**Records provided**
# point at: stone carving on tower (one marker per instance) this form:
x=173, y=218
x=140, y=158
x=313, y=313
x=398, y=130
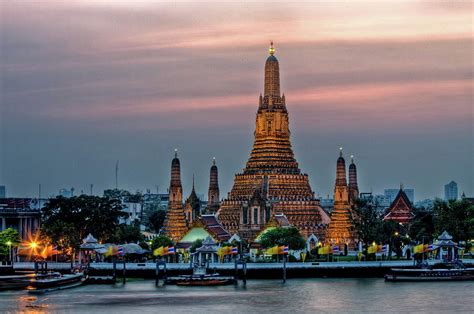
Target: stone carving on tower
x=213, y=193
x=340, y=228
x=271, y=182
x=175, y=225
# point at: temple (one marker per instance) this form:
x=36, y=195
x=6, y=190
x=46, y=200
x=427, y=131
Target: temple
x=192, y=207
x=340, y=228
x=400, y=210
x=271, y=183
x=213, y=192
x=175, y=225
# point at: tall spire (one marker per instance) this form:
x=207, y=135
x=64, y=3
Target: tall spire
x=353, y=186
x=272, y=74
x=341, y=170
x=175, y=222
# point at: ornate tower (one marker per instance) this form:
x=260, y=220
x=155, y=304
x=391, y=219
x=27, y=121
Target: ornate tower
x=271, y=182
x=339, y=231
x=213, y=193
x=192, y=207
x=353, y=187
x=175, y=223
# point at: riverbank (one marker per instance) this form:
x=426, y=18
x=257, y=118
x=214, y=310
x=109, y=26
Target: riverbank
x=254, y=270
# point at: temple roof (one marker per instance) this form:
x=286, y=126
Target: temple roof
x=401, y=209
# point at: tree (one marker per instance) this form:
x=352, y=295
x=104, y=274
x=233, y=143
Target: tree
x=196, y=244
x=283, y=236
x=456, y=217
x=127, y=234
x=8, y=238
x=154, y=219
x=366, y=221
x=66, y=221
x=160, y=241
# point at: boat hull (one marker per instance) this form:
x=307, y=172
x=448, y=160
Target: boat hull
x=414, y=275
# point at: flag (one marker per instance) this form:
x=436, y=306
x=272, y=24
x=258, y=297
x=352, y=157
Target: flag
x=272, y=250
x=111, y=250
x=372, y=249
x=158, y=251
x=418, y=248
x=324, y=250
x=430, y=247
x=170, y=250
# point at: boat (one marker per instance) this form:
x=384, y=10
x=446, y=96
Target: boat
x=201, y=278
x=14, y=282
x=440, y=272
x=51, y=284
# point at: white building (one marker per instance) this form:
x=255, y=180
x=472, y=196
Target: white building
x=451, y=191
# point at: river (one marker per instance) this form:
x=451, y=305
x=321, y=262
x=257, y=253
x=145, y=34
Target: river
x=259, y=296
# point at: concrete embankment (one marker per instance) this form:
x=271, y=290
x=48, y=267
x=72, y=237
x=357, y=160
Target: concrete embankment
x=254, y=270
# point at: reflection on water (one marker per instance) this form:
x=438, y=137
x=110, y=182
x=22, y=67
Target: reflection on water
x=298, y=295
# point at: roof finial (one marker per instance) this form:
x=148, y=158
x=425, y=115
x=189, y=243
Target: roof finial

**Set task**
Retype the entries above without any change, starting at the line containing "# point at: concrete" and ending at the last line of the entries.

**Solution to the exercise**
# point at: concrete embankment (one marker per instance) this form:
x=271, y=290
x=48, y=267
x=72, y=237
x=357, y=160
Target: concrete embankment
x=254, y=270
# point at: reflection on water (one marker per instance) this form:
x=438, y=137
x=110, y=182
x=22, y=67
Target: reflection on water
x=298, y=295
# point at: roof finial (one marker per instance) this form:
x=148, y=158
x=425, y=115
x=189, y=243
Target: roof finial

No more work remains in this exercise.